» Exercise prompt: Write out, exactly as they appear, only the lines running from the line with "Can you see the pink" to the final line of the listing; include both.

» Task data:
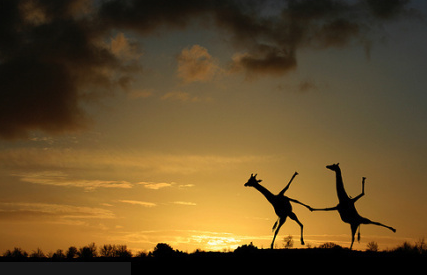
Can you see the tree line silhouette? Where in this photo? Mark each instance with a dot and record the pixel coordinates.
(164, 250)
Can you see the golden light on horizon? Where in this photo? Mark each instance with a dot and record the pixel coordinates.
(124, 122)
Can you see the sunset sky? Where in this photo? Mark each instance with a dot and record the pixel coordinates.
(138, 122)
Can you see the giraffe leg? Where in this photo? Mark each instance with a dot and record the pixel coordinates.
(353, 232)
(281, 221)
(294, 217)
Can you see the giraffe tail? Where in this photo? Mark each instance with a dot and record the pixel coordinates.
(275, 224)
(358, 235)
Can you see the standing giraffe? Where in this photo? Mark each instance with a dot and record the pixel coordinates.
(280, 203)
(346, 207)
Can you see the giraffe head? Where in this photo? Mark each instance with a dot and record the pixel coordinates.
(252, 181)
(333, 167)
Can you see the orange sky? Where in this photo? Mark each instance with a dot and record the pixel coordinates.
(143, 129)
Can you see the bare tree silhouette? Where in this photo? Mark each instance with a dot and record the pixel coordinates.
(280, 203)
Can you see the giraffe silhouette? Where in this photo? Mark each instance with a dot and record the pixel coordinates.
(346, 207)
(280, 203)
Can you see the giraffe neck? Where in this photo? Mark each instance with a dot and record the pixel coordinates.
(342, 195)
(267, 194)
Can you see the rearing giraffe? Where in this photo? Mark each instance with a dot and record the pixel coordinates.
(280, 203)
(346, 207)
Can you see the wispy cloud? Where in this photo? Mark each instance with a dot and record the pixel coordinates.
(185, 203)
(60, 159)
(28, 210)
(141, 203)
(80, 64)
(57, 178)
(195, 64)
(155, 185)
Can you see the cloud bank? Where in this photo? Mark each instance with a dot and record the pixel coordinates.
(57, 55)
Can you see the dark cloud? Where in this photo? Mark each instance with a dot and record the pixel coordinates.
(54, 55)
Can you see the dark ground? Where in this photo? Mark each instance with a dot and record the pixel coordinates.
(335, 261)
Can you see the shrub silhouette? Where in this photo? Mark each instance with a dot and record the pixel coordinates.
(372, 246)
(88, 251)
(16, 253)
(163, 250)
(72, 252)
(246, 248)
(330, 245)
(37, 254)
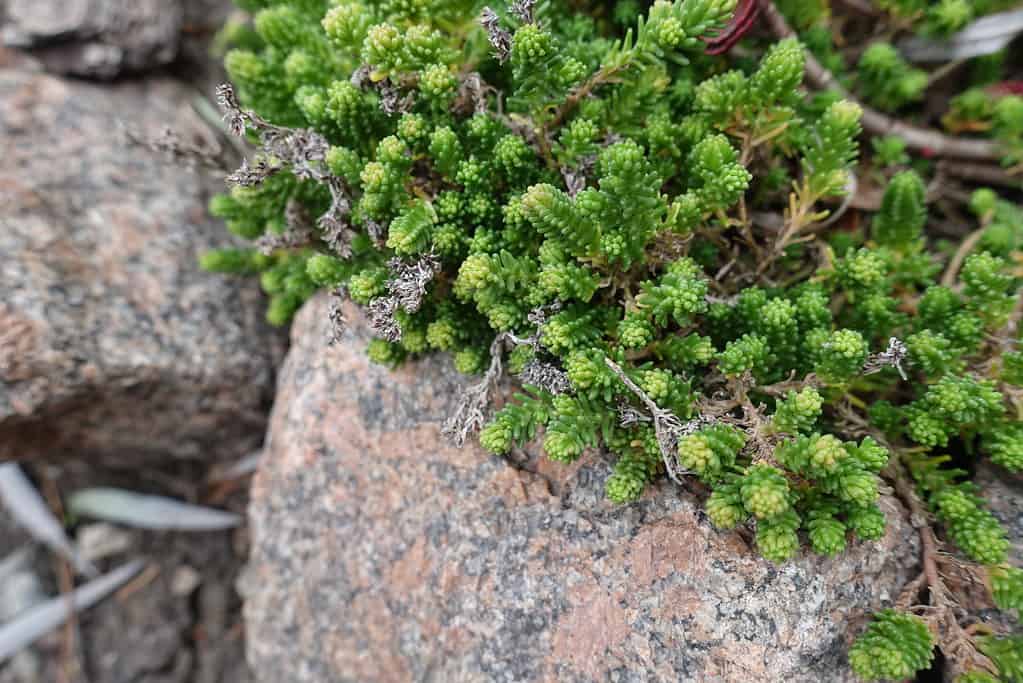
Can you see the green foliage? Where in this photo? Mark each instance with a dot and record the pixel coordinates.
(900, 221)
(658, 242)
(887, 80)
(894, 646)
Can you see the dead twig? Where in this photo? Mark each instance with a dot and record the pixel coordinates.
(916, 137)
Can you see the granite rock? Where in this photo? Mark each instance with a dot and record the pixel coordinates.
(381, 553)
(113, 342)
(104, 39)
(1004, 492)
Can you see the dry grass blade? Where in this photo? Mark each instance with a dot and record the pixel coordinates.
(31, 511)
(143, 511)
(39, 621)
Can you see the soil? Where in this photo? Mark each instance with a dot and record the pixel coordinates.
(178, 622)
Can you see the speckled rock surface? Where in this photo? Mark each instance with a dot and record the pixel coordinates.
(96, 38)
(1004, 493)
(380, 553)
(113, 342)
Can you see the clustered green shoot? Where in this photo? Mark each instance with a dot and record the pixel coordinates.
(658, 244)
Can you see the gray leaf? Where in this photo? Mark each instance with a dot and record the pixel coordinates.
(29, 509)
(37, 622)
(142, 511)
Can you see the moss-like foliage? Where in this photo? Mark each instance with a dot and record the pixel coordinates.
(659, 244)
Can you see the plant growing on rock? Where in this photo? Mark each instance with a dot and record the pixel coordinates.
(659, 242)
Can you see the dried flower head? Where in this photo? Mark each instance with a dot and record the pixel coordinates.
(546, 376)
(499, 39)
(893, 356)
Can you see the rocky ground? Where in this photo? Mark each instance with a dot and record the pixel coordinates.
(121, 363)
(374, 551)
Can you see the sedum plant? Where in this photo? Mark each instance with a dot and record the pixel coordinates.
(656, 239)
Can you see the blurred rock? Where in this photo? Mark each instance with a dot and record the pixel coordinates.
(380, 553)
(113, 342)
(96, 38)
(104, 39)
(100, 540)
(1004, 493)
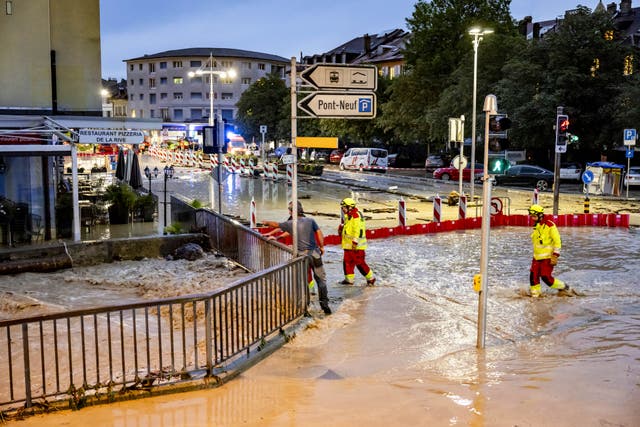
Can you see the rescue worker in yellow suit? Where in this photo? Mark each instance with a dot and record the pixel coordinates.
(354, 243)
(546, 250)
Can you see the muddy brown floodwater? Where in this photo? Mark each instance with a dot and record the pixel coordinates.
(404, 353)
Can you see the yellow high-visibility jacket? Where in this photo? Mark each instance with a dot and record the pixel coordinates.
(354, 230)
(546, 240)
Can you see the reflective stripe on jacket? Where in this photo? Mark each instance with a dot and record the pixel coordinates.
(546, 240)
(354, 231)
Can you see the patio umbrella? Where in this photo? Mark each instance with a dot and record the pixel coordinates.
(135, 180)
(120, 165)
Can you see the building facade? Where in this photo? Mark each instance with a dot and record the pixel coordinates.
(164, 85)
(50, 57)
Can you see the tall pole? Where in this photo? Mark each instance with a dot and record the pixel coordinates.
(476, 42)
(490, 107)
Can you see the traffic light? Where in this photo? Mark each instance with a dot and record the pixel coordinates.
(209, 140)
(562, 128)
(498, 165)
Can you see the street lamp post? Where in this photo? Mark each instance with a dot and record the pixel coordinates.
(168, 174)
(220, 131)
(490, 107)
(477, 34)
(150, 173)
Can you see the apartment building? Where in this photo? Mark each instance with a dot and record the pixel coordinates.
(165, 85)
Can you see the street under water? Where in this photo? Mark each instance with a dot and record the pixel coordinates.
(404, 352)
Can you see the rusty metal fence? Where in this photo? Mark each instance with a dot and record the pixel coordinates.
(105, 352)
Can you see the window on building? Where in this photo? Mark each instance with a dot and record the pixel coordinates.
(227, 114)
(196, 113)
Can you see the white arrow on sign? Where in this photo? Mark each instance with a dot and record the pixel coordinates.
(325, 76)
(340, 105)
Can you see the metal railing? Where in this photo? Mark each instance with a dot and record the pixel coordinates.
(103, 353)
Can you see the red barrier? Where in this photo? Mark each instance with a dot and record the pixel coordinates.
(614, 220)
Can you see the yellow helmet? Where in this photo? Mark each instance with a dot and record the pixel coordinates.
(536, 210)
(348, 202)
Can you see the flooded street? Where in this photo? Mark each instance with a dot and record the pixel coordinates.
(404, 352)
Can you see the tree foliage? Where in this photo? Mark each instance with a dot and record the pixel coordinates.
(263, 104)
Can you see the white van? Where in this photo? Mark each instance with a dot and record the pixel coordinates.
(365, 159)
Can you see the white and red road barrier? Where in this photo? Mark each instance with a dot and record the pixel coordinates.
(462, 207)
(252, 214)
(437, 209)
(402, 213)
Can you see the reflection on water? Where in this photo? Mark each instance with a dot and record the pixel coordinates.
(403, 353)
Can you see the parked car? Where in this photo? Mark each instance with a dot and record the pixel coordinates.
(571, 171)
(534, 176)
(451, 173)
(335, 156)
(436, 161)
(633, 176)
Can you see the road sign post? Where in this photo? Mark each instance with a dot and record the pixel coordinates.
(340, 105)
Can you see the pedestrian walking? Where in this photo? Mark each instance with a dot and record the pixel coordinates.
(546, 250)
(354, 243)
(311, 243)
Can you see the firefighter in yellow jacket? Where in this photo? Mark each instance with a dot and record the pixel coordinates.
(546, 250)
(354, 243)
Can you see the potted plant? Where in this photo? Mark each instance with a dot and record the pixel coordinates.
(122, 199)
(145, 207)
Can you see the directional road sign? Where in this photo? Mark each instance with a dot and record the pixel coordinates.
(630, 137)
(331, 76)
(340, 105)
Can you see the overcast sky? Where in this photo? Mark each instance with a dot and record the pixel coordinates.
(282, 27)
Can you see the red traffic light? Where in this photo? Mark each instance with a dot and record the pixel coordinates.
(563, 123)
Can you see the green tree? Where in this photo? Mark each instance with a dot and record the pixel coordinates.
(263, 103)
(579, 67)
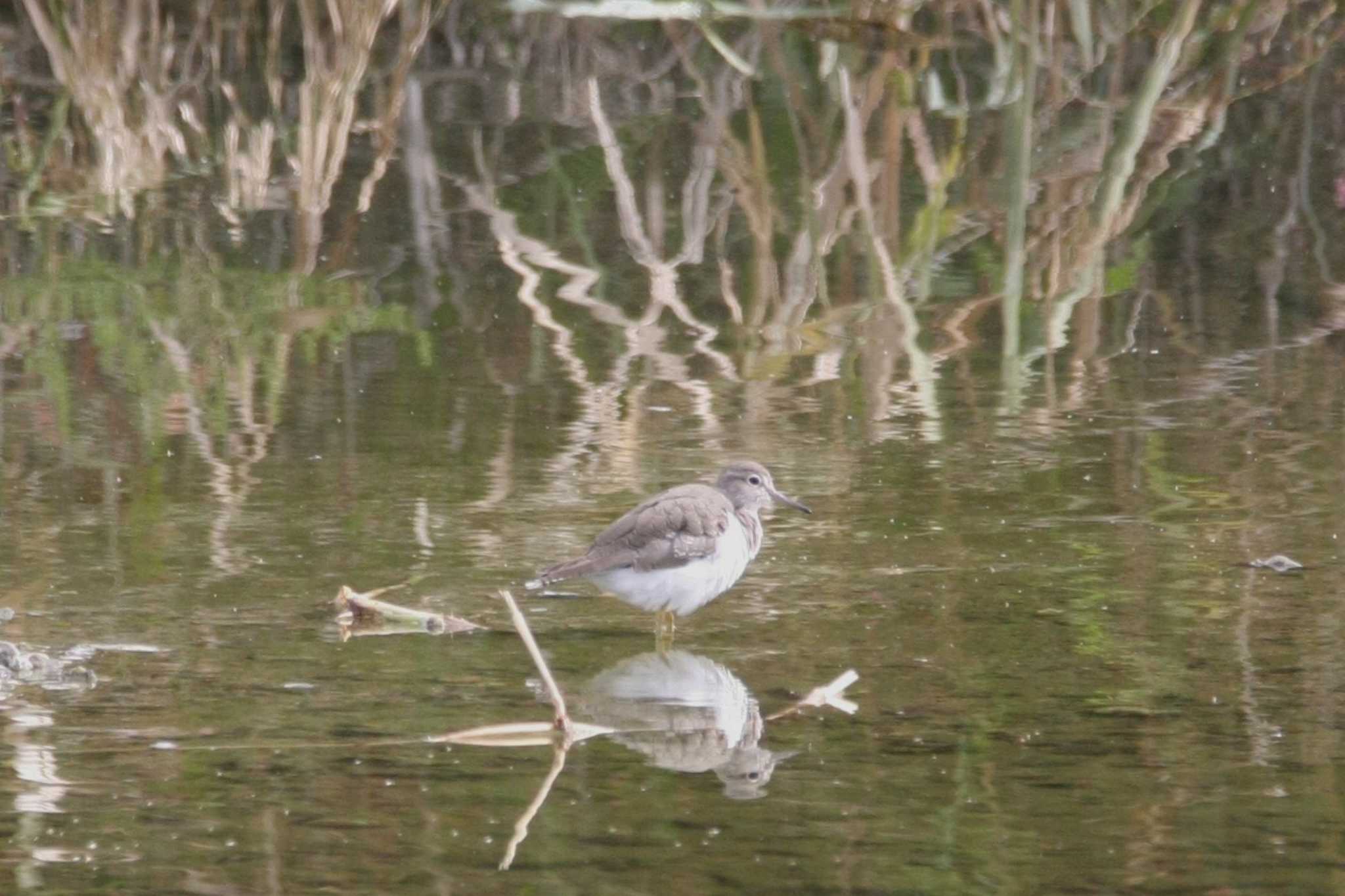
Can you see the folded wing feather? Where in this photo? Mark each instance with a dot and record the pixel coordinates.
(670, 530)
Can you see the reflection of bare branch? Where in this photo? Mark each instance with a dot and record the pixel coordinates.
(533, 807)
(663, 273)
(923, 368)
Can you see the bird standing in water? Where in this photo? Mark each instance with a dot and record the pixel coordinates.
(681, 548)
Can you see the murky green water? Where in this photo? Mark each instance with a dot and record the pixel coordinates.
(603, 261)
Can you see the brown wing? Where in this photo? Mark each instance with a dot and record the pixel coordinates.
(670, 530)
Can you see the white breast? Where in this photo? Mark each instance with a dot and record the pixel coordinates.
(688, 587)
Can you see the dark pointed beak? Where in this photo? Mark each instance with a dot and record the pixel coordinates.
(786, 499)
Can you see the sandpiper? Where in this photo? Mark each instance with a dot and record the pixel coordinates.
(681, 548)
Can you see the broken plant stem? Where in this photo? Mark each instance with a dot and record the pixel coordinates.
(563, 719)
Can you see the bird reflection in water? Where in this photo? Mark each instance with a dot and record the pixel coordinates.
(685, 712)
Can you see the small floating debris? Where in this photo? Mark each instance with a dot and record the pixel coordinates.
(365, 614)
(34, 667)
(1278, 563)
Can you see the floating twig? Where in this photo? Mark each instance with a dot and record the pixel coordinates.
(366, 608)
(563, 719)
(829, 695)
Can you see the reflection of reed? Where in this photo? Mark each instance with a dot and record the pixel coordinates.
(231, 484)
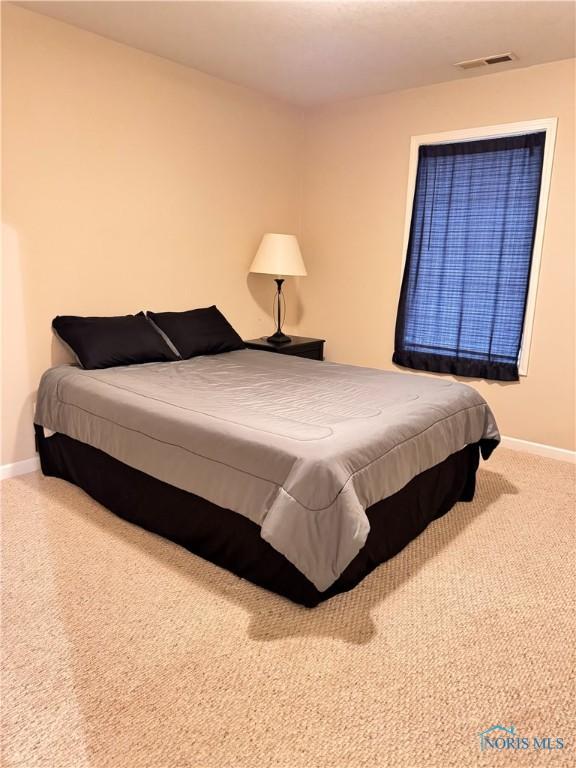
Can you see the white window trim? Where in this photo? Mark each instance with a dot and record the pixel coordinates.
(547, 124)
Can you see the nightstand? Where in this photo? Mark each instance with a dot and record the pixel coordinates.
(299, 346)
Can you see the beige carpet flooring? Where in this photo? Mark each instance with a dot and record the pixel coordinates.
(121, 650)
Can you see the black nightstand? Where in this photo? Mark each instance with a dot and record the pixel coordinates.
(299, 346)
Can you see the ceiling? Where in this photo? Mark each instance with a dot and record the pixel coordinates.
(309, 53)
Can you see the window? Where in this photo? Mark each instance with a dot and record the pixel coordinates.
(476, 227)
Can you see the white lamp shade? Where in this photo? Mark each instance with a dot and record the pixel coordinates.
(279, 255)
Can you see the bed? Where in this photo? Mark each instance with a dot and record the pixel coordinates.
(301, 476)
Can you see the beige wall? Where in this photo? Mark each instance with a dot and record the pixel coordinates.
(129, 182)
(356, 167)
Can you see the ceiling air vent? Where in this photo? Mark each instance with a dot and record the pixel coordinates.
(498, 58)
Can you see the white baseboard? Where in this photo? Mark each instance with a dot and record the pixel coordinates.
(549, 451)
(19, 468)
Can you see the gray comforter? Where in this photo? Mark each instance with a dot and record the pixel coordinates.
(300, 447)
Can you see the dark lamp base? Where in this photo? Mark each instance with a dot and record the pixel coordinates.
(279, 338)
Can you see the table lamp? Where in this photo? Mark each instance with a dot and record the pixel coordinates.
(279, 255)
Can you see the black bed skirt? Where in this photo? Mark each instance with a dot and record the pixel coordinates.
(232, 541)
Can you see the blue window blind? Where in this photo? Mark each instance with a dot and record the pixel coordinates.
(465, 284)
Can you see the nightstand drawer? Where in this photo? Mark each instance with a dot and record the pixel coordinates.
(314, 352)
(300, 346)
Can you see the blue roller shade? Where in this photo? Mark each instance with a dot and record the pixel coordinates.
(465, 284)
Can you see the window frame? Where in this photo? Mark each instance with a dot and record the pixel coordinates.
(547, 124)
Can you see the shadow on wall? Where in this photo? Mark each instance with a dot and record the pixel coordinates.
(17, 397)
(346, 617)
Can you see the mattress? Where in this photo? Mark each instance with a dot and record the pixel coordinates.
(302, 448)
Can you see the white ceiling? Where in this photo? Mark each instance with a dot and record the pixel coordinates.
(314, 52)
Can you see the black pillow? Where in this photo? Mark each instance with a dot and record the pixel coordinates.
(198, 332)
(102, 342)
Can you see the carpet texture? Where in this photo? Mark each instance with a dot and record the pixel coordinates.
(121, 650)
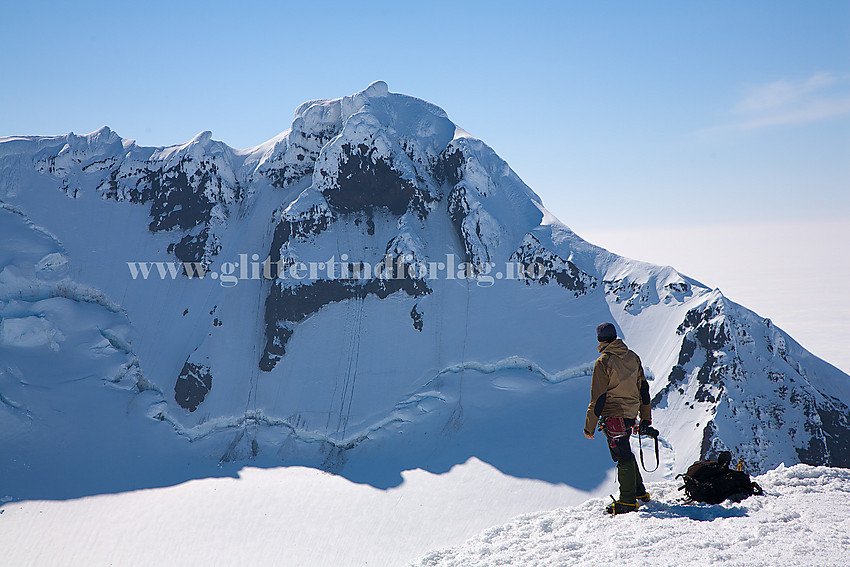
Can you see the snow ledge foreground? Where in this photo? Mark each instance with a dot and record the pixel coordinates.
(802, 519)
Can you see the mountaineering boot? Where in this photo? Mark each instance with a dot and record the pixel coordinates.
(627, 477)
(617, 507)
(640, 489)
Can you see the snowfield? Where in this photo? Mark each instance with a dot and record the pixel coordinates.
(298, 516)
(802, 519)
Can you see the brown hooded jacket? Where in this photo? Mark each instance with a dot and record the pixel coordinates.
(618, 387)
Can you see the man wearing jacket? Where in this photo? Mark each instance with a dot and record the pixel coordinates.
(618, 392)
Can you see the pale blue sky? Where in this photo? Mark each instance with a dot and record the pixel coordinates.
(619, 114)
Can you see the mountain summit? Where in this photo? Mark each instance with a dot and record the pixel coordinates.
(370, 291)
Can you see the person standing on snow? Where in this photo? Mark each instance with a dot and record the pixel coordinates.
(618, 392)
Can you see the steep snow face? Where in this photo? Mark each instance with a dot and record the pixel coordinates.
(373, 281)
(761, 530)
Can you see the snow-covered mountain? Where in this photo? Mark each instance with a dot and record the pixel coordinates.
(371, 291)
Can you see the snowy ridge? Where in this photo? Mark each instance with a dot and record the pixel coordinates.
(802, 519)
(357, 375)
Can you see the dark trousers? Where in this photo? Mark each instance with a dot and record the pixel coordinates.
(628, 474)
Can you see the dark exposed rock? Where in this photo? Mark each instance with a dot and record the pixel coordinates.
(286, 306)
(447, 168)
(366, 181)
(192, 386)
(543, 266)
(417, 319)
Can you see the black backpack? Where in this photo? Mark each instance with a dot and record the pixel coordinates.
(713, 481)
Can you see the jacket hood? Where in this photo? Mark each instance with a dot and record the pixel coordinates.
(617, 346)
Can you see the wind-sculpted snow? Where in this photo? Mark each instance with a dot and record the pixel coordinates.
(478, 345)
(800, 520)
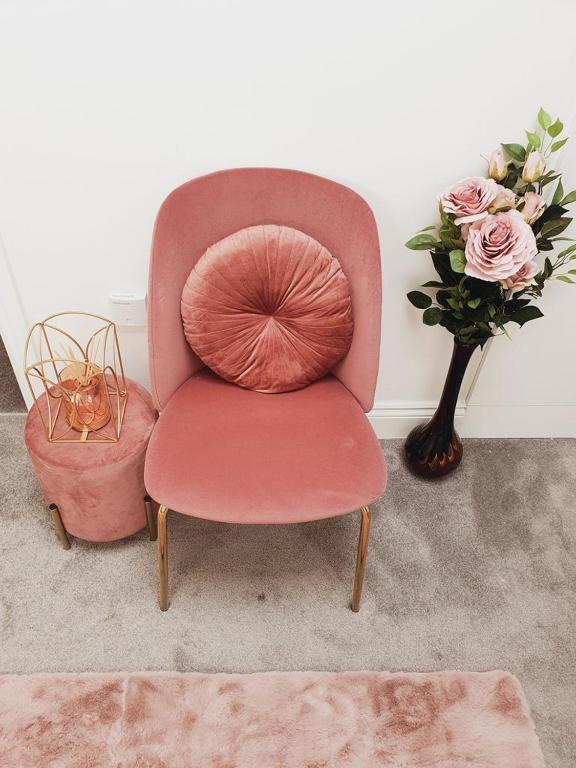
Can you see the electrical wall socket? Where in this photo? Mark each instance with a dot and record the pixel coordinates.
(128, 308)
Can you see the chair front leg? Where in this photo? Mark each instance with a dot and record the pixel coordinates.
(150, 518)
(163, 556)
(59, 526)
(361, 558)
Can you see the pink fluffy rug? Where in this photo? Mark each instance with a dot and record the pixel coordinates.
(273, 720)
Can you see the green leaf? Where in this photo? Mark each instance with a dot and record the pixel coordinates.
(525, 314)
(457, 260)
(554, 227)
(558, 144)
(556, 128)
(432, 316)
(421, 242)
(419, 299)
(544, 119)
(570, 198)
(515, 151)
(558, 194)
(547, 178)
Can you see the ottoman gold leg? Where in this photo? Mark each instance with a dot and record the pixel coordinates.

» Full solution:
Can you see the pink fluffy rug? Where in this photo? Mark each instance with a dot and record the pixel coordinates.
(273, 720)
Can you see the green leaf? Where in this photo? Mark each instance with a dot and record the pixel coordinates.
(525, 314)
(457, 260)
(554, 227)
(558, 144)
(556, 128)
(432, 316)
(421, 242)
(419, 299)
(544, 119)
(570, 198)
(515, 151)
(558, 194)
(547, 178)
Can you see the ottoman gold leg? Where in this photo? Mark each instance with a dot and record the pixel coordinates.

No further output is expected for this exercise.